* **DIRECTIONS FOR THIS TASK**: Can you render the listing below, from the line with "the marble mantelpiece." through the line with "[347,0,384,37]", both included, as a Markdown table with the columns Row and Line, numbering each line and leaving out blank ones?

* **MATERIAL SUPPLIED**:
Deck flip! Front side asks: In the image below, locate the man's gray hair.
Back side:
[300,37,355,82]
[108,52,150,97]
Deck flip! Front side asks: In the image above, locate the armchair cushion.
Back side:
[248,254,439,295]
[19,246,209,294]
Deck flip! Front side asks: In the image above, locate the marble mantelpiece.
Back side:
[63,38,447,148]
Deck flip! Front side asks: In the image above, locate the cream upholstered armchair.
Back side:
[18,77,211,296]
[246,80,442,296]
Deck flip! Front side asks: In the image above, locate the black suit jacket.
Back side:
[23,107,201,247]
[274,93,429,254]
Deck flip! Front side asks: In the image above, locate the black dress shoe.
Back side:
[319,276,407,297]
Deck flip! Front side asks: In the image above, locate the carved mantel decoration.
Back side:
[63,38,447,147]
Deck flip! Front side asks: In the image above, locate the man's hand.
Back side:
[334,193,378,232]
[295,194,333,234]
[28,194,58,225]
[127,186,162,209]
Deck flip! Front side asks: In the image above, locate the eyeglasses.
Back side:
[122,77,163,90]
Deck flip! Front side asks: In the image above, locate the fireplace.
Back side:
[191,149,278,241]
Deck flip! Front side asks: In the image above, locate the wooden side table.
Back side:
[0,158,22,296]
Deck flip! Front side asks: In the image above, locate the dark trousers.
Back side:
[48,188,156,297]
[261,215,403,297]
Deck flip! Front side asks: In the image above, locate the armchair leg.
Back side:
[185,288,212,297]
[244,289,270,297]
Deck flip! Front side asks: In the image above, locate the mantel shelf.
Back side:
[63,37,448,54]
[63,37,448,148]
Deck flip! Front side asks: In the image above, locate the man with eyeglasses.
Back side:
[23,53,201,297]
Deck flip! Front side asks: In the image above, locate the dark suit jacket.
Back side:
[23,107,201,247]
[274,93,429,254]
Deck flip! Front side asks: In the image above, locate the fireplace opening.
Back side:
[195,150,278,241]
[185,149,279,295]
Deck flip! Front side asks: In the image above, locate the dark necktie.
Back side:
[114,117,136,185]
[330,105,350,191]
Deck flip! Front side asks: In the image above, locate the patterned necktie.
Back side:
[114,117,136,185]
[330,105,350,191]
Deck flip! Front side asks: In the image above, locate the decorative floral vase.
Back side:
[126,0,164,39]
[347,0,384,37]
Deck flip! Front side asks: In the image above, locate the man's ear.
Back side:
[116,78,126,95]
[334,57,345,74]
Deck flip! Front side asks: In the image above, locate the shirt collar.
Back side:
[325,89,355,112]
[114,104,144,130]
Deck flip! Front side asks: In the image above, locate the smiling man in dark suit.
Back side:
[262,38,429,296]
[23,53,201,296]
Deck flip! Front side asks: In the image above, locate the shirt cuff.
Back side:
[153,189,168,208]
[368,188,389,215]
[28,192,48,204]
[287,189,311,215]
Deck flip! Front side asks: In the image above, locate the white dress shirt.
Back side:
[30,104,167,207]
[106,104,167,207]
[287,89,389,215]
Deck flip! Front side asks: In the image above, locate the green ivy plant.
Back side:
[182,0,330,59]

* **SOLVED EXERCISE**:
| Row | Line |
|---|---|
| 1 | Deck flip! Front side asks: In the image above, locate the marble mantelpiece. |
| 2 | Back side: |
| 3 | [63,38,447,148] |
| 4 | Deck flip! Front side asks: In the image above, locate the cream upholstered armchair. |
| 5 | Back side: |
| 6 | [18,77,211,296] |
| 7 | [246,80,442,296] |
| 8 | Deck flip! Front side asks: In the image above, locate the black suit jacket. |
| 9 | Back side: |
| 10 | [23,107,201,247] |
| 11 | [274,93,429,254] |
| 12 | Deck flip! Front side asks: In the image above, locate the black dress shoe. |
| 13 | Back side: |
| 14 | [319,276,407,297] |
| 15 | Deck flip! Front side asks: In the image above, locate the carved mantel decoration. |
| 16 | Back side: |
| 17 | [63,38,447,147] |
| 18 | Deck flip! Front side asks: In the image above, locate the man's hand. |
| 19 | Back side: |
| 20 | [334,193,378,232] |
| 21 | [295,194,333,234] |
| 22 | [28,194,58,225] |
| 23 | [127,186,162,209] |
| 24 | Deck flip! Front side asks: In the image above, locate the eyeglasses. |
| 25 | Back side: |
| 26 | [122,77,163,90] |
| 27 | Deck flip! Front side asks: In the image above, locate the fireplace. |
| 28 | Back side: |
| 29 | [191,149,278,241] |
| 30 | Deck flip! Front side asks: In the image above, locate the wooden side table. |
| 31 | Back side: |
| 32 | [0,158,22,296] |
| 33 | Deck flip! Front side asks: In the image above, locate the dark trousers. |
| 34 | Back side: |
| 35 | [48,188,156,297] |
| 36 | [261,215,403,297] |
| 37 | Deck flip! Front side asks: In the image above, locate the armchair leg. |
| 38 | Back side: |
| 39 | [185,288,212,297] |
| 40 | [244,289,270,297] |
| 41 | Deck flip! Front side asks: In the image above, locate the mantel shelf. |
| 42 | Back side: |
| 43 | [63,37,448,54] |
| 44 | [63,37,448,148] |
| 45 | Deck flip! Front side asks: In the image above, locate the man with eyeglasses. |
| 46 | Back side: |
| 47 | [23,53,201,297] |
| 48 | Deck flip! Front side asks: In the image above, locate the dark suit jacket. |
| 49 | Back side: |
| 50 | [23,107,201,247] |
| 51 | [274,93,429,254] |
| 52 | Deck flip! Front side asks: In the image above, locate the fireplace opening. |
| 53 | Back side: |
| 54 | [195,150,278,241] |
| 55 | [185,149,279,295] |
| 56 | Deck flip! Front side asks: In the image above, locate the dark necktie. |
| 57 | Back side: |
| 58 | [114,117,136,185] |
| 59 | [330,105,350,191] |
| 60 | Deck flip! Front side asks: In the image above, locate the patterned necktie. |
| 61 | Back side: |
| 62 | [114,117,136,185] |
| 63 | [330,105,350,191] |
| 64 | Deck flip! Front side asks: In the image above, locate the decorative floral vase. |
| 65 | Back side: |
| 66 | [126,0,164,39] |
| 67 | [347,0,384,37] |